Page excerpt:
##########

According to the Administration on Aging, part of the Department of Health and Human Services, there were 39.6 million people 65 and older in 2009 (the latest year for which data is available), or 12.9 percent of the U.S. population, about one in every eight Americans. By 2030, there will be about 72.1 million older persons, more than twice the number in 2000. Representing 12.4 percent of the population in 2000, people 65 and older are expected to grow to be 19 percent of the population by 2030.

“Dr. Dugan is an outstanding leader, clinician and investigator,” said Tom Elasy, M.D., MPH, Ann and Roscoe R. Robinson professor of Clinical Research at the Diabetes Center and director of the Division of General Internal Medicine and Public Health. “Her clear and compelling vision for Geriatric Medicine resonates well with our priorities.”

Dugan said there’s a strong need for more innovative and effective ways to care for seniors. “It’s an emotionally and financially difficult situation for many families. They love their parents, or aunt or uncle or spouse, and will do anything for them, but they encounter a system that’s extremely difficult or impossible to navigate to get the health care they need. The future of our country and the world can benefit from a different approach.”

Dugan said caring for the elderly also affects the economic growth of the country. She sees a need for better preventive geriatric medicine.

“If we continue our current health care approach for older individuals — if you just run the demographic numbers — it’s going to be devastating financially and also an impairment to economic growth in our country,” she said. “When an older individual is ill and the system can’t deal with them, then the family takes on that challenge, impacting the workforce that’s supposed to be driving the economic engine of this nation.

“There’s a compelling need to bring some of the research that’s gone into aging and geriatrics into the clinic more rapidly than is being done right now,” Dugan said. “In a practical sense, if we don’t do a better job of keeping people of all ages healthy, no Obamacare or anything can keep the financial result from being devastating. I think we can provide much better care of older individuals, using preventive geriatrics along with research to provide outstanding innovative health care of seniors.”

Before joining the UCSD faculty in 2005 with joint appointments in Medicine and Neurosciences, Dugan was at Washington University for 11 years, where she cared for patients with dementia and Alzheimer’s.

##########

Saved entries:
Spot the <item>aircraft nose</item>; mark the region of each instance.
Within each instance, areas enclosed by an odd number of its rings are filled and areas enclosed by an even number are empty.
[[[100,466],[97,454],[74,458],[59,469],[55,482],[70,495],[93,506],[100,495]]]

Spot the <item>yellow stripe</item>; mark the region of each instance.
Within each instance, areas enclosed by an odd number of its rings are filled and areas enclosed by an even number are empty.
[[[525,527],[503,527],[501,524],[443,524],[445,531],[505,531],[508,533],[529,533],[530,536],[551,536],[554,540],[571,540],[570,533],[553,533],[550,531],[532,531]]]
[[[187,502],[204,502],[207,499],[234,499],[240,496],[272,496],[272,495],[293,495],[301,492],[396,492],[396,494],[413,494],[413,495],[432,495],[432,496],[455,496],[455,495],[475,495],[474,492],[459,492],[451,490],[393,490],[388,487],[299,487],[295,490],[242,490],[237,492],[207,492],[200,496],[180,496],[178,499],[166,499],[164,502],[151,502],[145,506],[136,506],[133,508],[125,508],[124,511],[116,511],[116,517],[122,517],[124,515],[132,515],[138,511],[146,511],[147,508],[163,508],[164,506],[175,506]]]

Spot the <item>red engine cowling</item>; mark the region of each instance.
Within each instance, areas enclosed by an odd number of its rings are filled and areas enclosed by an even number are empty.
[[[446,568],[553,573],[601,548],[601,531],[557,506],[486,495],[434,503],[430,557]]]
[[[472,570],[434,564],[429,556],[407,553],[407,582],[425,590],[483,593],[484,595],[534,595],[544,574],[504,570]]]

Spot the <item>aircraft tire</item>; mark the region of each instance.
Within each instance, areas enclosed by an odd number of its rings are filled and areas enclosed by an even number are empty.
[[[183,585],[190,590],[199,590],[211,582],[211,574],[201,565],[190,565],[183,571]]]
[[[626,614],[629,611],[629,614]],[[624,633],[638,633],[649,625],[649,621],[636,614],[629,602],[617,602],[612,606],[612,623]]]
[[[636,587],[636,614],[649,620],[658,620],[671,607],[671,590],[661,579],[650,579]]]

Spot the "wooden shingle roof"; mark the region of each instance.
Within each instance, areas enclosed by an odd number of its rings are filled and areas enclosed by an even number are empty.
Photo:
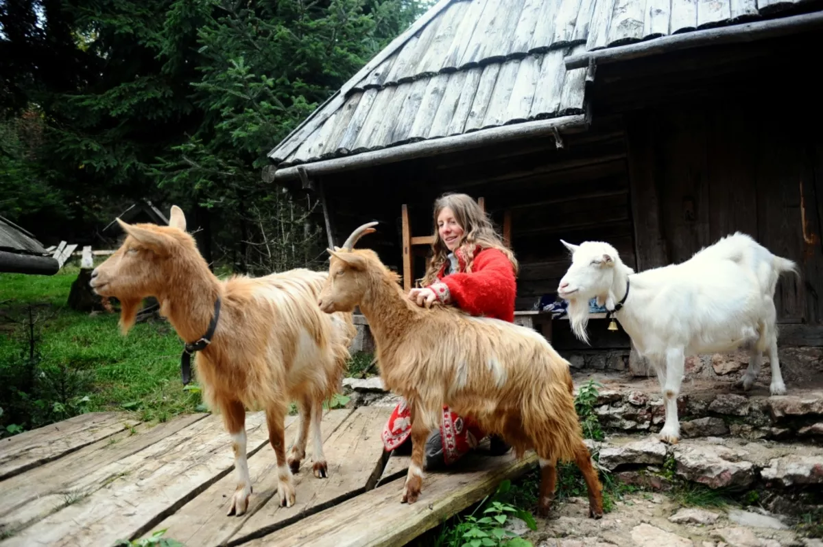
[[[810,0],[441,0],[270,153],[278,168],[584,111],[566,57]],[[290,170],[292,171],[292,170]]]

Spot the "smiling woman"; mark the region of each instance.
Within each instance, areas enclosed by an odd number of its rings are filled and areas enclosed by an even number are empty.
[[[446,194],[435,202],[434,219],[433,257],[424,287],[412,289],[409,299],[421,306],[437,301],[472,316],[514,321],[518,262],[477,203],[465,194]],[[409,409],[402,401],[383,432],[386,450],[405,448],[410,432]],[[440,428],[426,442],[425,467],[456,461],[484,436],[470,417],[444,409]],[[491,444],[493,454],[509,449],[495,437]]]

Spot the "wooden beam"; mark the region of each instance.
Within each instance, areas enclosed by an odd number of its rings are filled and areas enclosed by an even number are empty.
[[[544,134],[553,135],[556,128],[558,131],[562,132],[577,132],[584,131],[588,129],[588,124],[584,115],[563,116],[553,119],[514,124],[453,137],[402,144],[346,157],[306,163],[301,166],[305,168],[310,176],[317,176],[404,160],[447,154],[459,150],[477,148],[515,138],[528,138]],[[297,177],[296,166],[280,169],[274,174],[274,180],[277,182]]]
[[[405,203],[403,203],[402,216],[403,225],[403,290],[408,292],[412,290],[414,255],[412,254],[412,228],[409,225],[409,210]]]
[[[431,245],[434,242],[434,236],[418,236],[412,238],[412,245]]]
[[[791,17],[684,32],[628,45],[570,55],[565,58],[565,66],[566,70],[585,68],[591,61],[596,64],[620,63],[693,48],[744,44],[766,38],[811,31],[821,27],[823,27],[823,12],[804,13]]]

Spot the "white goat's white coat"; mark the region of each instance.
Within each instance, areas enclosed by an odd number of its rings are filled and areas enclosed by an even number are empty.
[[[740,385],[748,390],[768,351],[770,391],[786,392],[777,353],[774,297],[781,274],[799,275],[793,262],[738,232],[681,264],[635,274],[607,243],[562,242],[572,252],[572,264],[558,294],[569,302],[572,329],[580,339],[588,341],[589,300],[597,297],[614,310],[625,296],[628,281],[629,296],[614,316],[658,374],[666,408],[660,432],[663,441],[677,442],[679,437],[677,400],[686,357],[747,348],[749,367]]]

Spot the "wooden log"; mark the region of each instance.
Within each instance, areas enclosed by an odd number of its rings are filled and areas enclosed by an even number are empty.
[[[0,530],[21,530],[59,510],[72,498],[79,501],[104,488],[111,477],[99,482],[86,478],[100,468],[146,450],[156,442],[203,419],[207,414],[186,414],[159,424],[140,423],[110,437],[64,454],[57,460],[7,479],[0,496]],[[82,484],[82,487],[79,485]]]
[[[565,132],[583,131],[587,127],[585,116],[563,116],[552,119],[514,124],[493,128],[470,134],[445,137],[444,138],[413,143],[402,146],[357,154],[351,157],[325,160],[305,166],[309,176],[318,176],[328,173],[358,169],[365,166],[393,163],[402,160],[446,154],[458,150],[467,150],[513,140],[529,138],[540,135],[552,134],[555,128],[565,134]],[[275,173],[275,180],[281,181],[297,178],[297,169],[287,167]]]
[[[336,507],[305,518],[249,547],[392,547],[403,545],[452,515],[493,493],[500,483],[516,479],[537,462],[533,452],[517,461],[511,452],[488,457],[472,454],[460,473],[428,473],[420,499],[401,503],[405,478],[398,479]],[[584,511],[584,509],[581,509]],[[369,525],[362,517],[369,515]]]
[[[249,455],[268,444],[264,414],[246,415]],[[293,420],[286,418],[289,424]],[[74,491],[93,491],[7,540],[7,545],[109,547],[119,539],[139,537],[230,473],[233,461],[222,419],[209,416],[72,483]]]
[[[235,543],[239,536],[248,535],[251,530],[258,528],[258,526],[253,526],[250,522],[253,515],[261,512],[271,515],[271,521],[267,524],[272,526],[285,519],[292,520],[299,517],[300,514],[305,514],[307,509],[328,501],[318,498],[318,486],[328,482],[341,483],[348,479],[345,475],[341,476],[339,470],[335,469],[341,465],[340,456],[337,453],[336,447],[332,446],[330,439],[336,435],[341,424],[351,417],[352,412],[351,409],[337,409],[323,413],[320,430],[323,433],[323,452],[329,465],[328,479],[317,479],[312,472],[311,438],[314,433],[309,429],[306,457],[294,477],[296,501],[291,507],[286,509],[277,507],[280,499],[277,497],[277,458],[273,451],[266,446],[249,458],[249,475],[252,479],[253,492],[249,498],[245,517],[226,516],[228,505],[226,496],[234,492],[237,480],[232,472],[209,486],[174,514],[157,524],[156,528],[166,529],[167,537],[174,538],[186,545],[216,547],[225,545],[229,542]],[[296,425],[293,424],[289,428],[289,433],[292,437]],[[287,438],[286,442],[291,443],[291,440]],[[364,480],[363,483],[365,482]],[[152,531],[153,530],[147,531],[146,535],[151,535]]]
[[[0,250],[0,272],[30,275],[54,275],[60,264],[50,256],[20,255]]]
[[[725,44],[745,44],[766,38],[811,31],[821,27],[823,27],[823,12],[804,13],[780,19],[672,35],[639,44],[570,55],[565,58],[565,66],[566,69],[582,68],[588,66],[589,59],[593,58],[597,64],[607,64],[686,49]]]
[[[90,412],[0,441],[0,480],[57,460],[140,422],[126,413]]]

##########

Actions to take:
**A.** Please write down the part of the geriatric medicine excerpt starting with "According to the" and going on through "population by 2030.".
**B.** List the family members Dugan names in the geriatric medicine excerpt when describing whom families love and will do anything for.

Solutions in order:
**A.**
According to the Administration on Aging, part of the Department of Health and Human Services, there were 39.6 million people 65 and older in 2009 (the latest year for which data is available), or 12.9 percent of the U.S. population, about one in every eight Americans. By 2030, there will be about 72.1 million older persons, more than twice the number in 2000. Representing 12.4 percent of the population in 2000, people 65 and older are expected to grow to be 19 percent of the population by 2030.

**B.** parents, aunt, uncle, spouse